***** EXTRACTED INFORMATION *****

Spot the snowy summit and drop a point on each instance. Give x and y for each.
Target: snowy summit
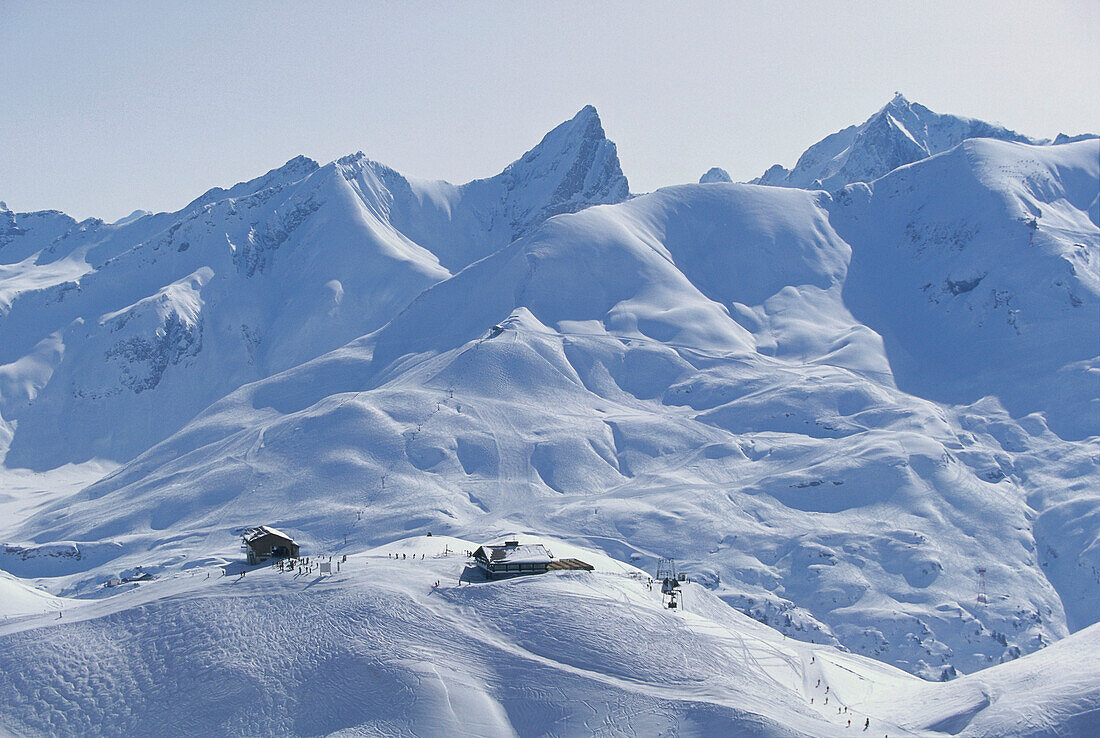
(854, 404)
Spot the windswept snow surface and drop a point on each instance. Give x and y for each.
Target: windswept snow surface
(833, 410)
(378, 648)
(900, 133)
(149, 320)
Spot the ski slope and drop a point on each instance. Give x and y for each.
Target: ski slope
(832, 409)
(377, 648)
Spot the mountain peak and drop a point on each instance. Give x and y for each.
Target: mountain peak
(901, 132)
(715, 174)
(293, 171)
(573, 167)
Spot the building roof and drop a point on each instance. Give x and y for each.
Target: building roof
(256, 533)
(528, 553)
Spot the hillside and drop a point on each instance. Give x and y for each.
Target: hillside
(865, 422)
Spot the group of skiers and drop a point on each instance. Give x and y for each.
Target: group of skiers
(839, 711)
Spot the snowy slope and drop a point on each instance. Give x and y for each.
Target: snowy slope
(377, 648)
(675, 375)
(833, 410)
(149, 320)
(994, 286)
(900, 133)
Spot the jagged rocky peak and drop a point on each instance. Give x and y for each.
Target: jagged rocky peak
(573, 167)
(293, 171)
(715, 174)
(901, 132)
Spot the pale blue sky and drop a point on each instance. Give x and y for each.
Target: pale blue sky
(106, 108)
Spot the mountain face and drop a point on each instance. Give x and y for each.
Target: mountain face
(900, 133)
(149, 320)
(832, 409)
(727, 374)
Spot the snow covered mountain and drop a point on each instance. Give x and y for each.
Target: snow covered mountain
(833, 410)
(149, 320)
(901, 132)
(378, 649)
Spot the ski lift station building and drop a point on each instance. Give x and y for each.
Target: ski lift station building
(264, 543)
(513, 559)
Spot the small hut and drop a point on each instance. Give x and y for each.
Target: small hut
(264, 543)
(513, 559)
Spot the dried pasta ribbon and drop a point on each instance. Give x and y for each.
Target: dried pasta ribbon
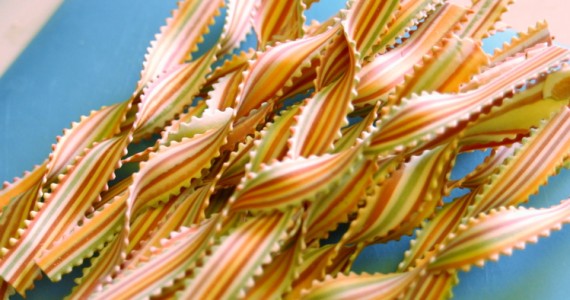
(271, 27)
(504, 230)
(178, 38)
(237, 195)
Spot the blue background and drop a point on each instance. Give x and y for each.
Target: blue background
(90, 54)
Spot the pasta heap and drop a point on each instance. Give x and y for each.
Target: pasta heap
(240, 186)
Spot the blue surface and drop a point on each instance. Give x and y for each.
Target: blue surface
(90, 54)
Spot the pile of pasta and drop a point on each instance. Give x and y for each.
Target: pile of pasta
(239, 185)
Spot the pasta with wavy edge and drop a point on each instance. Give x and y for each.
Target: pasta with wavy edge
(164, 233)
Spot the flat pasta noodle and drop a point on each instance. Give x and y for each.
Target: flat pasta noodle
(237, 187)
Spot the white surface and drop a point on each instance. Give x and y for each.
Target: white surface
(20, 20)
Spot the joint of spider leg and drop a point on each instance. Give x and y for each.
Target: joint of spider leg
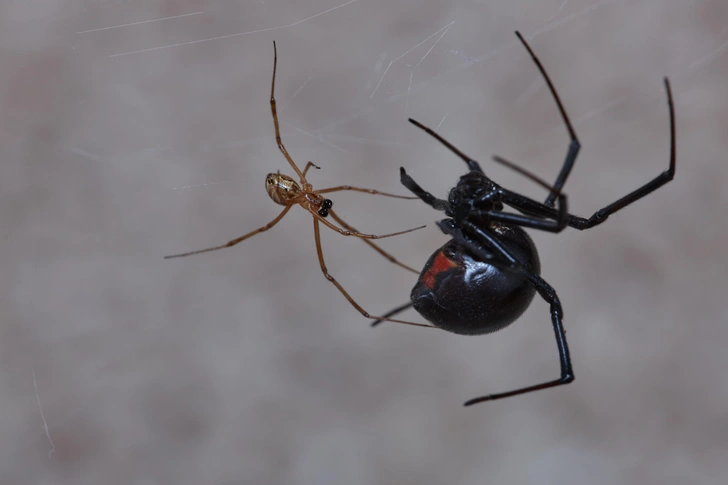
(326, 204)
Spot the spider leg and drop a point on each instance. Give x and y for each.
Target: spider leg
(328, 276)
(371, 244)
(531, 207)
(358, 189)
(543, 289)
(560, 219)
(427, 198)
(238, 240)
(473, 165)
(309, 165)
(275, 117)
(393, 312)
(345, 232)
(574, 145)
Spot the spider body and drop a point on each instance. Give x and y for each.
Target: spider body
(459, 292)
(286, 191)
(485, 277)
(462, 293)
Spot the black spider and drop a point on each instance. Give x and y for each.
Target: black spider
(485, 277)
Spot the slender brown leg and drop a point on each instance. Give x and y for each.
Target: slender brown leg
(381, 251)
(344, 232)
(275, 116)
(238, 240)
(357, 189)
(316, 232)
(309, 165)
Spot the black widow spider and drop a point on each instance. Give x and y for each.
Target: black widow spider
(485, 277)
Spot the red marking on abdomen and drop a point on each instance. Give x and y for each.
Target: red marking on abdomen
(440, 264)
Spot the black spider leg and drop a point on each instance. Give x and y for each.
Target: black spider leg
(427, 198)
(506, 196)
(574, 145)
(473, 165)
(488, 242)
(531, 207)
(559, 215)
(432, 201)
(394, 311)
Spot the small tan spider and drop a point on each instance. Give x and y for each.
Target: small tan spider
(285, 191)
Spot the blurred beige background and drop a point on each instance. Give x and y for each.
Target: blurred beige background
(132, 130)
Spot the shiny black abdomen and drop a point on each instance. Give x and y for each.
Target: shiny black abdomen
(462, 294)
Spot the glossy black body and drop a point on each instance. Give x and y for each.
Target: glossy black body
(472, 296)
(485, 277)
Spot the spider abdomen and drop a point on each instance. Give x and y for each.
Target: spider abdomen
(463, 294)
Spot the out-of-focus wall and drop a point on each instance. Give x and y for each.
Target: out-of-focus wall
(133, 130)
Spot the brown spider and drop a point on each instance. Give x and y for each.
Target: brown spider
(287, 192)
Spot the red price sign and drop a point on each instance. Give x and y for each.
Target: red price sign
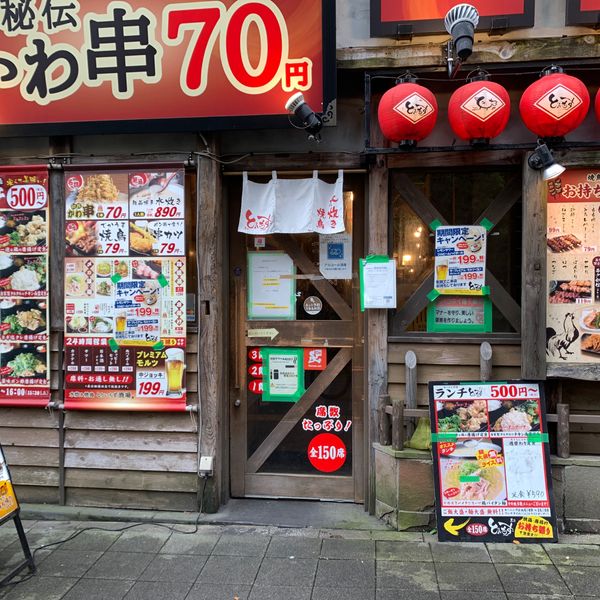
(327, 452)
(30, 196)
(151, 389)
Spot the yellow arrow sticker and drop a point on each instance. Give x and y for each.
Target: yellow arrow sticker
(453, 529)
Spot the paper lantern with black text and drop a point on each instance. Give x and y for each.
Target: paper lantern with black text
(479, 111)
(407, 113)
(554, 105)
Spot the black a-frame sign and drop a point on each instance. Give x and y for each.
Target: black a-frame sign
(9, 510)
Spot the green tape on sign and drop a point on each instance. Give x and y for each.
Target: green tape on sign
(487, 224)
(444, 437)
(537, 438)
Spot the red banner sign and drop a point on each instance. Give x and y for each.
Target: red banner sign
(393, 17)
(137, 60)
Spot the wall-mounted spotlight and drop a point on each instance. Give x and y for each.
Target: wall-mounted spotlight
(460, 23)
(311, 122)
(542, 160)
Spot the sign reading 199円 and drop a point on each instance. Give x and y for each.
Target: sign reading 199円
(136, 60)
(491, 462)
(24, 355)
(125, 278)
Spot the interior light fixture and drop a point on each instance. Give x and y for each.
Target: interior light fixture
(542, 160)
(311, 122)
(460, 22)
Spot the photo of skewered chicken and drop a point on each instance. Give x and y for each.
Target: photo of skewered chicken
(568, 292)
(591, 343)
(564, 243)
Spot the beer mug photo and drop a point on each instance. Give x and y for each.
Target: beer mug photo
(174, 367)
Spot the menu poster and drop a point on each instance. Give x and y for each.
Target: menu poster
(125, 291)
(573, 268)
(491, 462)
(460, 259)
(24, 338)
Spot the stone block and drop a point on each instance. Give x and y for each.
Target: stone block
(581, 493)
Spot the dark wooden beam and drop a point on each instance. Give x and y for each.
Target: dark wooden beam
(533, 293)
(488, 53)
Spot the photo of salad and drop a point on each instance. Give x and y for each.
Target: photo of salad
(23, 229)
(23, 317)
(23, 361)
(462, 416)
(516, 416)
(23, 273)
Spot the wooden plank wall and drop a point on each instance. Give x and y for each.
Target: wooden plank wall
(111, 459)
(439, 362)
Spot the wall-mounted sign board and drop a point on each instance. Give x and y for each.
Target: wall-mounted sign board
(491, 462)
(583, 12)
(393, 18)
(573, 270)
(101, 66)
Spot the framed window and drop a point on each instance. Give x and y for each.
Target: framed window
(420, 200)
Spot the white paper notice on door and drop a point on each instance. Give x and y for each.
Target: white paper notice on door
(335, 256)
(377, 282)
(271, 286)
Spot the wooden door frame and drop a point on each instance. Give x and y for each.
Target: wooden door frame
(346, 334)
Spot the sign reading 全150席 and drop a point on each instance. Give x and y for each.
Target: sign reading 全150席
(133, 60)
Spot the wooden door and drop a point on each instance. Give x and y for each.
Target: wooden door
(270, 441)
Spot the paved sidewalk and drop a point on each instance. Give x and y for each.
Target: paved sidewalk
(227, 562)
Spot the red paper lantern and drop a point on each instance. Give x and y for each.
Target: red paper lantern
(407, 113)
(554, 105)
(479, 111)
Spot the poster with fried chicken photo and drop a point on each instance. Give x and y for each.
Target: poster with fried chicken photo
(573, 268)
(24, 352)
(125, 285)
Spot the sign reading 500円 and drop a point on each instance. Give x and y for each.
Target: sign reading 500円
(130, 54)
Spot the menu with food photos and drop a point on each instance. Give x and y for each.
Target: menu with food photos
(125, 285)
(573, 268)
(24, 351)
(491, 462)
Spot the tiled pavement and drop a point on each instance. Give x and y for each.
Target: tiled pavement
(269, 563)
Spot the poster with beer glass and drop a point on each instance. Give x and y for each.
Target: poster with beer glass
(125, 278)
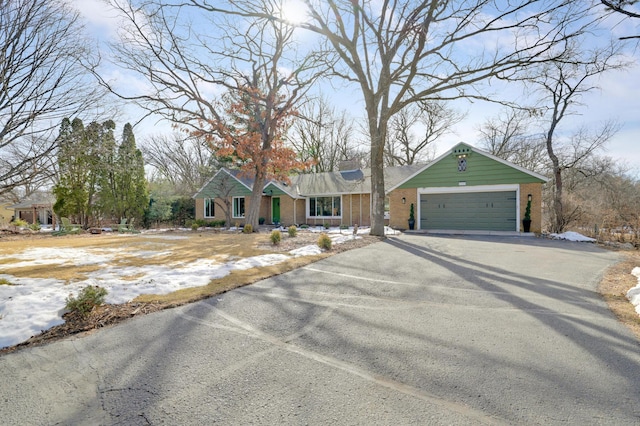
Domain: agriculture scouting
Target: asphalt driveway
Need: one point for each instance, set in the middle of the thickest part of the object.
(414, 330)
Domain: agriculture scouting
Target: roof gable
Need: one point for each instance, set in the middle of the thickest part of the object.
(482, 168)
(225, 183)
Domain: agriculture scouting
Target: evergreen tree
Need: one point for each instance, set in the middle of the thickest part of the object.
(132, 196)
(72, 190)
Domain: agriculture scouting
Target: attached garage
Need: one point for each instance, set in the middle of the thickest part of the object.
(467, 189)
(482, 211)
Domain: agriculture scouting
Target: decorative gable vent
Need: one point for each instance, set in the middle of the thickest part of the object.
(461, 152)
(349, 165)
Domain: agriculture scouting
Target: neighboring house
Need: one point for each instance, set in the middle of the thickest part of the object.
(464, 189)
(6, 212)
(35, 209)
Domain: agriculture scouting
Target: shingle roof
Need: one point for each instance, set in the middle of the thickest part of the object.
(348, 182)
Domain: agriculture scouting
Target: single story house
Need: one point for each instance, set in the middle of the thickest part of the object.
(464, 189)
(36, 209)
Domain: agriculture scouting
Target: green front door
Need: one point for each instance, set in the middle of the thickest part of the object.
(275, 210)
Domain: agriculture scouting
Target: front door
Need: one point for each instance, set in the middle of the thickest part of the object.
(275, 210)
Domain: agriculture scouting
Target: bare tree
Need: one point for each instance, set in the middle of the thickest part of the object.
(188, 67)
(185, 162)
(323, 136)
(400, 52)
(43, 81)
(509, 136)
(562, 84)
(413, 130)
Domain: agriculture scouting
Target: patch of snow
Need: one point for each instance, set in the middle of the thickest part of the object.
(32, 305)
(572, 236)
(634, 293)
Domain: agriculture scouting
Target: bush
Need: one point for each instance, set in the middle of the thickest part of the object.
(276, 237)
(324, 242)
(88, 297)
(19, 223)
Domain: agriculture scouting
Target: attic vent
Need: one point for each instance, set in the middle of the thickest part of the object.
(461, 152)
(349, 165)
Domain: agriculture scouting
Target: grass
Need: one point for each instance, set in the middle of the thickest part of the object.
(614, 286)
(134, 250)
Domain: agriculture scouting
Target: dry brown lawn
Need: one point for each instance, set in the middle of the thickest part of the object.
(174, 247)
(191, 246)
(614, 286)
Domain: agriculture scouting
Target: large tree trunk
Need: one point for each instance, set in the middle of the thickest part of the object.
(253, 213)
(377, 181)
(557, 221)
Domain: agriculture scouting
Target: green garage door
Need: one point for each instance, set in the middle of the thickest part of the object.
(482, 211)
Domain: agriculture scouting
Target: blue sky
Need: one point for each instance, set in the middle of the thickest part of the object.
(617, 98)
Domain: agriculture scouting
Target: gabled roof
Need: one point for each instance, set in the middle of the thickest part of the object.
(34, 201)
(463, 147)
(234, 174)
(347, 182)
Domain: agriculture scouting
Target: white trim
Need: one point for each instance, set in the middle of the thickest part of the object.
(476, 188)
(308, 207)
(204, 205)
(470, 189)
(475, 150)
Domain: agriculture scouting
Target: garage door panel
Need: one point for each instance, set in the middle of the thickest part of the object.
(469, 211)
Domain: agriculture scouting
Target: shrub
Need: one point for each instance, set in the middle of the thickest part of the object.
(19, 223)
(276, 237)
(88, 297)
(324, 241)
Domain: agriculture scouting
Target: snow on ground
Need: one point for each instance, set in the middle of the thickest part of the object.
(31, 305)
(572, 236)
(634, 294)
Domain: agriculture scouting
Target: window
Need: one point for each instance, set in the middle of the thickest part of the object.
(209, 208)
(325, 206)
(238, 206)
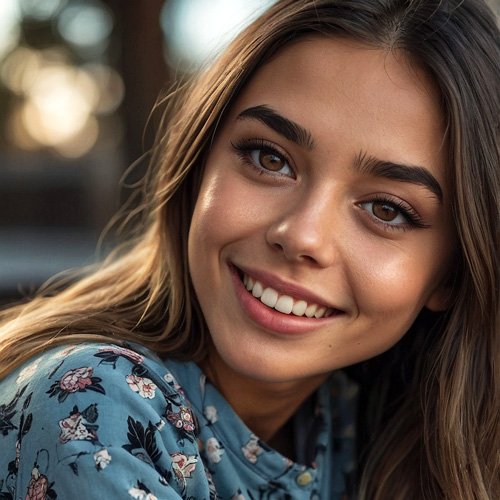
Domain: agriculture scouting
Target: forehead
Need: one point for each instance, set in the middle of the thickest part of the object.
(346, 92)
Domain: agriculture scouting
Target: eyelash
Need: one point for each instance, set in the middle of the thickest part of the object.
(244, 149)
(412, 217)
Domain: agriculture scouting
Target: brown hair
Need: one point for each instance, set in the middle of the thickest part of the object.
(442, 438)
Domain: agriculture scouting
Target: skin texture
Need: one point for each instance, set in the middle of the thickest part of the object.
(311, 225)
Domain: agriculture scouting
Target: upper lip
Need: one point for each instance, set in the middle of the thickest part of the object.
(284, 287)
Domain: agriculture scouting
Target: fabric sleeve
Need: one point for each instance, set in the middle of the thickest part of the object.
(106, 422)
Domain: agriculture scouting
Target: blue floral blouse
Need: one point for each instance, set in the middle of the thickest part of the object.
(105, 421)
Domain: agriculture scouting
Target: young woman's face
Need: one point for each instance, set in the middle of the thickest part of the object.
(323, 224)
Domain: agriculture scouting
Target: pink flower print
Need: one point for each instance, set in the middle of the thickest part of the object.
(76, 380)
(28, 372)
(183, 419)
(73, 428)
(252, 449)
(142, 385)
(214, 450)
(38, 486)
(102, 458)
(210, 413)
(183, 466)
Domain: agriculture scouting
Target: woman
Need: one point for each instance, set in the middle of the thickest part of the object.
(325, 193)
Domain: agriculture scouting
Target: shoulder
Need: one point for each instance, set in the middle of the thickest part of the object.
(89, 407)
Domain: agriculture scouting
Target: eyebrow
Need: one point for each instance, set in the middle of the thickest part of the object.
(413, 174)
(284, 126)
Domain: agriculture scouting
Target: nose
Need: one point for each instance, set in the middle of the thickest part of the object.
(305, 233)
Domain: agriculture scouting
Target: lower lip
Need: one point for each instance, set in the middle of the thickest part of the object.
(270, 319)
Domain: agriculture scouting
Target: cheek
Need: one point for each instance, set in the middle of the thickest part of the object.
(392, 284)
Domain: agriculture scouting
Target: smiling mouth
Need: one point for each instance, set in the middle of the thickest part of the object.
(285, 303)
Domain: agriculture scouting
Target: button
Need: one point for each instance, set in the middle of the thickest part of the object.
(304, 478)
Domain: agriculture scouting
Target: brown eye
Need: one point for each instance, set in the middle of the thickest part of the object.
(384, 211)
(271, 161)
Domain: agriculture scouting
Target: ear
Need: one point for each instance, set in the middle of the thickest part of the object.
(440, 299)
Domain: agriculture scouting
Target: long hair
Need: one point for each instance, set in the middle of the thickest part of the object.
(442, 439)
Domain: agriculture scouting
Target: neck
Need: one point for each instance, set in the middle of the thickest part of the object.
(265, 407)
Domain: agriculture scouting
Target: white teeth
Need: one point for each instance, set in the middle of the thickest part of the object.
(320, 312)
(299, 308)
(249, 284)
(269, 297)
(311, 310)
(283, 303)
(257, 290)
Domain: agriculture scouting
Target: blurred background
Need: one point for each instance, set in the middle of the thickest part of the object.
(78, 80)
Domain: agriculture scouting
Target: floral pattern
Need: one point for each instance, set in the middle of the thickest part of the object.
(102, 459)
(214, 450)
(78, 379)
(79, 426)
(252, 449)
(142, 385)
(183, 466)
(121, 414)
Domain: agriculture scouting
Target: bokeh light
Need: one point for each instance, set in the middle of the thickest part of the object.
(197, 30)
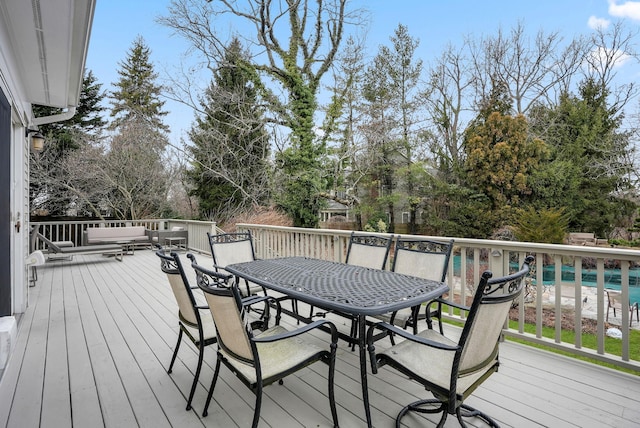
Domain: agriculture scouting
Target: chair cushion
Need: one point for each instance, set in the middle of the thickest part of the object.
(432, 364)
(276, 357)
(208, 327)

*****

Find every line in the items above that contains the string "pale", and copy each of those lines in full.

Spot the pale blue sky and drop a point on each instance. Give x and y for each.
Target: pale blue sky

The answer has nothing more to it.